> INSTRUCTION
Please extract, word for word, the part of the rare-book library passage that opens with the words containing "If you have" and closes with "an overprotective curator.".

> EXCERPTED TEXT
Unfortunately, at other institutions I have had not-so-pleasant encounters. On top of that, students in a graduate book-history course I teach from time to time report a cold or condescending reception from curators when they have needed to read materials in preparing their final papers.

As an instructor, I cringe when I hear such reports from students, some of whom surely felt intimidated before even setting foot in a rare-book library. But far worse, as an academic librarian myself, I feel professionally affronted by such uncollegial behavior.

If you have never visited a special-collections library, you might be wondering how such encounters play out. Let me describe my own recent run-in with an overprotective curator.

In March I found myself in London attending a lovely evening concert that formed part of the 33rd London Handel Festival. As I flipped through my thick festival program, itself priced like a rare book at 10 pounds ($15—in addition to the cost of the concert ticket), my eye fell upon a half-page advertisement inviting readers to visit "the largest private collection of Handel memorabilia."

As a long-term student of Handel's life and works, I have known about the collection for many years. I also knew that, back in the day, one had to contact the collector himself and ask to use the collection at his house—a prospect that seemed unimaginably daunting to me.

Yet now here it was, offered to the public! The advertisement went so far as to list the collection's hours, which even conveniently included weekend days, and noted the location, near the Russell Square Underground Station. My lingering sticker shock over the price of the program instantly yielded to feelings of euphoria akin to having discovered an old parchment map leading to the proverbial pirate's booty.

> MATERIAL
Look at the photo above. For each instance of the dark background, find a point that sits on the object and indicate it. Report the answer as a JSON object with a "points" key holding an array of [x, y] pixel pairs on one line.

> SOLUTION TO THIS PROBLEM
If you have never visited a special-collections library, you might be wondering how such encounters play out. Let me describe my own recent run-in with an overprotective curator.